REQUIRED ACTION 1: From the passage on St. Martin's Church and its vaults, list each charge in the 1713 vestry bill that Defoe published, with its amount.
REQUIRED ACTION 2: Write a continuation of the passage on St. Martin's Church and the Thames watermen, beginning after its final sentence.

DOCUMENT SEGMENT:
BEGIN

Mr. J. T. Smith, author of the Life of Nollekens, speaking of his own visits to the vaults of St. Martin’s Church, says, “It is a curious fact that Mrs. Rudd requested to be placed near the coffins of the Perreaus. Melancholy as my visits to this vault have been, I frankly own that pleasant recollections have almost invited me to sing, ‘Did you ne’er hear of a jolly young waterman?’ when passing by the coffin of my father’s old friend, Charles Bannister.”
Mr. F. Buckland that delightful writer on natural history, who visited the same charnel-house in his search for the body of the great John Hunter, describes the vaults as piled with heaps of leaden coffins, horrible to every sense; but as I write from memory, I will not give the ghastly details.
That indefatigable and too restless exposer of abuses, Daniel Defoe, wrote a pamphlet in 1720 entitled “Parochial Tyranny; or, the Housekeeper’s Complaint against the Exactions of Select Vestries.” In this pamphlet he published one of the bills of the vestry of St. Martin’s in 1713, which contains the following impudent items:—
|“Spent at May meetings or visitation||£65||0||4|
|Ditto at taverns, with ministers, justices, overseers, &c.||72||19||7|
|Sacrament bread and wine||88||10||0|
|Paid towards a robbery||21||14||0|
|Spent for dinner at the Mulberry Gardens||49||13||4”|
[Pg 247]In 1818 the churchwardens’ dinner cost £56: 18s. Archdeacon Potts’ sermon on the death of Queen Charlotte not selling, the parish paid the loss, £48: 12: 9. In 1813 the vestry charged the parish £5 for petitioning against the Roman Catholics.
The Thames watermen have a plot set apart for themselves in St. Martin’s Churchyard. These amphibious and pugnacious beings were formerly notorious for their powers of sarcasm, though Dr. Johnson on a celebrated occasion put one of them out of countenance. In spite of coaches and sedan chairs—their horror in the times of the “Water Poet,” who must often have ferried Shakspere over to the Globe Theatre at the Bankside—they continued till the days of omnibuses and cheap cabs, rowing and singing, rejoicing in their scarlet tunics, and skimming to and fro over the Thames like swallows.
There is a Westminster tradition of a waterman who pretended to be deaf, and who was much employed by lovers, barristers who wished to air their eloquence, and young M.P.s who wanted to recite their speeches undisturbed.
In 1821 died Copper Holms, a well-known character on the river. He lived, with his wife and children, somewhere along the shore in an ark, which he had artfully framed from a West-country vessel, and which, coppers and all, cost him £150. The City brought an action to compel him to remove the obstruction. The honest fellow was buried in “The Waterman’s Churchyard,” on the south side of St. Martin’s Church.

END

INFORMATION PROVIDED:

BEGIN

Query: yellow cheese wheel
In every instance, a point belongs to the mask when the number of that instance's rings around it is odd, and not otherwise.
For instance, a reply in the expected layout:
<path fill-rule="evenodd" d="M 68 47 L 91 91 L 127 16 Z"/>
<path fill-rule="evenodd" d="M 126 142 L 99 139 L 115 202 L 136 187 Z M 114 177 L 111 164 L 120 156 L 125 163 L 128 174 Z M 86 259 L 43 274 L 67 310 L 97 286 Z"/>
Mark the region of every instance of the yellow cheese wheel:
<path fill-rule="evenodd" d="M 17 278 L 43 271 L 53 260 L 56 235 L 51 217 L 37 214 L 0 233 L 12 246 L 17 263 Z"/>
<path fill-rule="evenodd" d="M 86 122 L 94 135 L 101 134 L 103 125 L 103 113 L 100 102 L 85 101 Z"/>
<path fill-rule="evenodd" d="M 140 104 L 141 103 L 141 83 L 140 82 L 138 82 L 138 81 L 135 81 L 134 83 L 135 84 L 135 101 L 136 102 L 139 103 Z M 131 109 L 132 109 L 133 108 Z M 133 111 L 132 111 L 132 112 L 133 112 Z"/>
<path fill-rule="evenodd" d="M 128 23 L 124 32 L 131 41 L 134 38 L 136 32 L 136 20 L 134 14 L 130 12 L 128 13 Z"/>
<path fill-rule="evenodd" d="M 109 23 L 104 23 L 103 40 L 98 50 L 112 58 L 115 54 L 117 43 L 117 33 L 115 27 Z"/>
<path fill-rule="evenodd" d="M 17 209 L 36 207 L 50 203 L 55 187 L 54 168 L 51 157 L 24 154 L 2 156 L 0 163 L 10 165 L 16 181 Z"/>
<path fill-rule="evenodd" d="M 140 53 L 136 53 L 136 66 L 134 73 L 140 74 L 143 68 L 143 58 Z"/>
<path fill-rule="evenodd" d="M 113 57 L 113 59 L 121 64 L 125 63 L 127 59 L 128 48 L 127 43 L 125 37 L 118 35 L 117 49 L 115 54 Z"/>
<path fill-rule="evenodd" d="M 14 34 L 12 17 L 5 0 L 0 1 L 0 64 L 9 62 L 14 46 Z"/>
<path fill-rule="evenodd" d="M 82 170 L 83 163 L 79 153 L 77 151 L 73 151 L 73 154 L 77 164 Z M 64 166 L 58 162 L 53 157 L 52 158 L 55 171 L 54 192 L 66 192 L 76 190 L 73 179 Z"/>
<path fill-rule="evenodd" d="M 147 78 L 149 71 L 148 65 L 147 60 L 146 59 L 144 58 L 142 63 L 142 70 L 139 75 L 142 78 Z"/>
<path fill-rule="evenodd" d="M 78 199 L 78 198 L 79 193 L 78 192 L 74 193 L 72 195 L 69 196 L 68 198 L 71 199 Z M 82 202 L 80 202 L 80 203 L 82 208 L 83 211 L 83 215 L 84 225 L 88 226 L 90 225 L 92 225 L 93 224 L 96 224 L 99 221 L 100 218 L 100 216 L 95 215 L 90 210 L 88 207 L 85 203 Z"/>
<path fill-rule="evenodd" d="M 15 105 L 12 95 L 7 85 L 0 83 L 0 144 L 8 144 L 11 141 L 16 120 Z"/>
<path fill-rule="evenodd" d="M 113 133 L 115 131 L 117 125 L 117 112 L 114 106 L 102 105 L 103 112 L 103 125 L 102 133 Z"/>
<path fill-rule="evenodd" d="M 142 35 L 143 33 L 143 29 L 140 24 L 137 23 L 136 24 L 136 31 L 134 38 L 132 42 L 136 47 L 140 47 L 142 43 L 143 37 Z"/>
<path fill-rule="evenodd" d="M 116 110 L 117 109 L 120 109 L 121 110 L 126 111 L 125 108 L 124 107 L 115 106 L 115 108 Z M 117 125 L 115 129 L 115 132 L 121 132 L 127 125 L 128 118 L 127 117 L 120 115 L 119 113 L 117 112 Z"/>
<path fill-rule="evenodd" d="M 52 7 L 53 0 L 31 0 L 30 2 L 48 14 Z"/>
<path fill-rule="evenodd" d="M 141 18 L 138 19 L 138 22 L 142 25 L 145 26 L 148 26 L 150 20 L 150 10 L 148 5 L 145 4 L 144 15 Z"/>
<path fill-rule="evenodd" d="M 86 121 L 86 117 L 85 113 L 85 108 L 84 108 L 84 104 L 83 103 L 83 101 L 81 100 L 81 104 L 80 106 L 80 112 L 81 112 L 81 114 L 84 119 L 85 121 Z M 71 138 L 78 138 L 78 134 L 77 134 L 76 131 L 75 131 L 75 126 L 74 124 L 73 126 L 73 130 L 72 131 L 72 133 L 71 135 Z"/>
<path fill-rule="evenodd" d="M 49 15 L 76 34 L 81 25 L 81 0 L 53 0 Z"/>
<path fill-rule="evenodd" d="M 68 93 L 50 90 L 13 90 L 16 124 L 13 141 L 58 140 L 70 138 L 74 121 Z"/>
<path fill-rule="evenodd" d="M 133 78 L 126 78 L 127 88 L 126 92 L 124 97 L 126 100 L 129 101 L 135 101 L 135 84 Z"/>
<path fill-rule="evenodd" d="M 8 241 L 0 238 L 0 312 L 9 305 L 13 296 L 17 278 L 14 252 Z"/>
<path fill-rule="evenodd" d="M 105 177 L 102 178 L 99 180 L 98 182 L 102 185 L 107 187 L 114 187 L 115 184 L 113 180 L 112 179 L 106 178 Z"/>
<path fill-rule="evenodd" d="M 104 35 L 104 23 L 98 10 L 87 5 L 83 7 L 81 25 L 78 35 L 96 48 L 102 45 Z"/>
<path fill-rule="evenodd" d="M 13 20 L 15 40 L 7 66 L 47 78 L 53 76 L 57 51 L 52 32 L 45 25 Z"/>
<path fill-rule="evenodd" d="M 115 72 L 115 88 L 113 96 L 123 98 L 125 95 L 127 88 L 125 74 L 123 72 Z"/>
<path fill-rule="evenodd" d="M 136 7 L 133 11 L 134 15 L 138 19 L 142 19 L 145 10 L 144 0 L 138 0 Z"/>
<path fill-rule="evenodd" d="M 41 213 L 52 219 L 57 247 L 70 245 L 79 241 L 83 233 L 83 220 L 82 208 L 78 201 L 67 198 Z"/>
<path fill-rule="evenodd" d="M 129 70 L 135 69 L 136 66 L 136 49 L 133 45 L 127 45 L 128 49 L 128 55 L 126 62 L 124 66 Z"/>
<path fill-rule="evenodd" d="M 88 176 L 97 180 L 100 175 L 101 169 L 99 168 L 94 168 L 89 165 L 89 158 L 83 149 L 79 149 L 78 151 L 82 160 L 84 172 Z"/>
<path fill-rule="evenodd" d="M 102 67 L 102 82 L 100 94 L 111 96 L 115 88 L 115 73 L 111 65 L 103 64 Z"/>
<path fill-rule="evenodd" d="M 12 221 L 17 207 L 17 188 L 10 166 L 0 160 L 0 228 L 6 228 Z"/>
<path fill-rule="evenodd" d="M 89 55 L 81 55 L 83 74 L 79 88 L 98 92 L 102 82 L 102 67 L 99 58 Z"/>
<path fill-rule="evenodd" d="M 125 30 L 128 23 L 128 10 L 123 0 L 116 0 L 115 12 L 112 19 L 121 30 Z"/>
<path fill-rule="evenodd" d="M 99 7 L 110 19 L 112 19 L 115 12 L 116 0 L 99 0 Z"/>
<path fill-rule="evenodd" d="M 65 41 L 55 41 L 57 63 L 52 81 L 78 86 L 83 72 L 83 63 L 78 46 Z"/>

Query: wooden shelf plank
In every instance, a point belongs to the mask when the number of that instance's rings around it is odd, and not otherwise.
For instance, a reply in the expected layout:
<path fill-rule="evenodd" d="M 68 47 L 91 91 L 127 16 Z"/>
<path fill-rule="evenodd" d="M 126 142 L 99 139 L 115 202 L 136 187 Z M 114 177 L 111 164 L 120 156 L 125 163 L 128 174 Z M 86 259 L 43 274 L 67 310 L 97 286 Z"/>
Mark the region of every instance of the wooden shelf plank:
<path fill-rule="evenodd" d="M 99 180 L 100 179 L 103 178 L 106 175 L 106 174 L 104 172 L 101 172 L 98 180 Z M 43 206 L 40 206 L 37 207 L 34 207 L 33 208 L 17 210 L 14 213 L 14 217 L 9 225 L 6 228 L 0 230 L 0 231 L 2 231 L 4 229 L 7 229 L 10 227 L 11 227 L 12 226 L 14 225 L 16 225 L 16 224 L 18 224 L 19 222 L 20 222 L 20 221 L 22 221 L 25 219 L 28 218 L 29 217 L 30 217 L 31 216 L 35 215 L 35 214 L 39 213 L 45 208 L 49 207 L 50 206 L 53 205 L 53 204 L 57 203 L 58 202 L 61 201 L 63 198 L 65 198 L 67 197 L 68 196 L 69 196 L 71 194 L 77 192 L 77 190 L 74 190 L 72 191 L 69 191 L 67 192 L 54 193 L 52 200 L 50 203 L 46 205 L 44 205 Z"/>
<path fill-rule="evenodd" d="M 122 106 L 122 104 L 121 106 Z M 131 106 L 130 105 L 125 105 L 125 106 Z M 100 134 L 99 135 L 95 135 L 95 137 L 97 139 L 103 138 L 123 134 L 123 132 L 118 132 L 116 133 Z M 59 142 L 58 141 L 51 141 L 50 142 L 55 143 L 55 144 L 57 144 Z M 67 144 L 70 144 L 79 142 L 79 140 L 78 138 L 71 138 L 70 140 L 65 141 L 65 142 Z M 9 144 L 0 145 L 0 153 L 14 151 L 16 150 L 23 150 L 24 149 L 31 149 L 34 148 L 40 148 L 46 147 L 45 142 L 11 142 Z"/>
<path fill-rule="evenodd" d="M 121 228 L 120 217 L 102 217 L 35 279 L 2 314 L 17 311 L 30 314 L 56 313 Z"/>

END

REPLY 1:
- Spent at May meetings or visitation: £65 0s. 4d.
- Ditto at taverns, with ministers, justices, overseers, &c.: £72 19s. 7d.
- Sacrament bread and wine: £88 10s. 0d.
- Paid towards a robbery: £21 14s. 0d.
- Spent for dinner at the Mulberry Gardens: £49 13s. 4d.

REPLY 2:
In 1683 Dr. Thomas Tenison, vicar of the parish, afterwards Archbishop of Canterbury, lived in this street; he died at Lambeth in 1715. He founded in this parish a school and library. Though Swift did say he was “hot and heavy as a tailor’s iron,” he seems to have been one of the best and most tolerant of men, notwithstanding he attacked Hobbes and Bellarmine with his pen. He worked bravely during the plague, and was princely in his charities during the dreadful winter of 1683. It was he who prepared[Pg 248] Monmouth for death, and smoothed Queen Mary’s dying pillow. He was a steady friend of William of Orange.
Two doors from Slaughter’s, on the west side, but lower down, lived Ambrose Philips, from 1720 to 1724. Pope laughed at his “Pastorals,” which had been overpraised by Tickell. Though a friend of Addison and Steele, his sprightly but effeminate copies of verses procured him from Henry Carey the name of “Namby Pamby.” His “Winter Scene,” a sketch of a Danish winter, is, however, admirable.
Ambrose Philips was laughed at for advertising in the London Gazette, of January 1714, for contributions to a Poetical Miscellany. He was a Leicestershire man, and chiefly remarkable for translating Racine’s “Distressed Mother.” When the Whigs came into power under George I. he was put into the commission of the peace, and made a Commissioner of the Lottery. He afterwards became Registrar of the Prerogative Court at Dublin, wrote in the Free Thinker, and died in 1749. Pope laughed at the small poet as—
“The bard whom pilfered Pastorals renown,
Who turns a Persian tale for half-a-crown,
Just writes to make his barrenness appear,
And strains from hide-bound brains eight lines a year.”
It was always one of Pope’s keenest strokes to call a man poor. Philips, in 1714, had industriously translated the Thousand and One Days, a series of Persian tales, and gained very honourably earned money. The wasp of Twickenham, whose malice never grew old, sketched Philips again as “Macer,” a simple, harmless fellow, who borrowed ends of verse, and whose highest ambition was “to wear red stockings and to dine with Steele.” Ambrose, naturally indignant to hear himself accused of stealing the little fame he had, very spiritedly hung up a birch at the bar of Button’s Coffee-house, with which he threatened to chastise the Æsop of the age if he dared show himself, but Pope wisely stayed at home.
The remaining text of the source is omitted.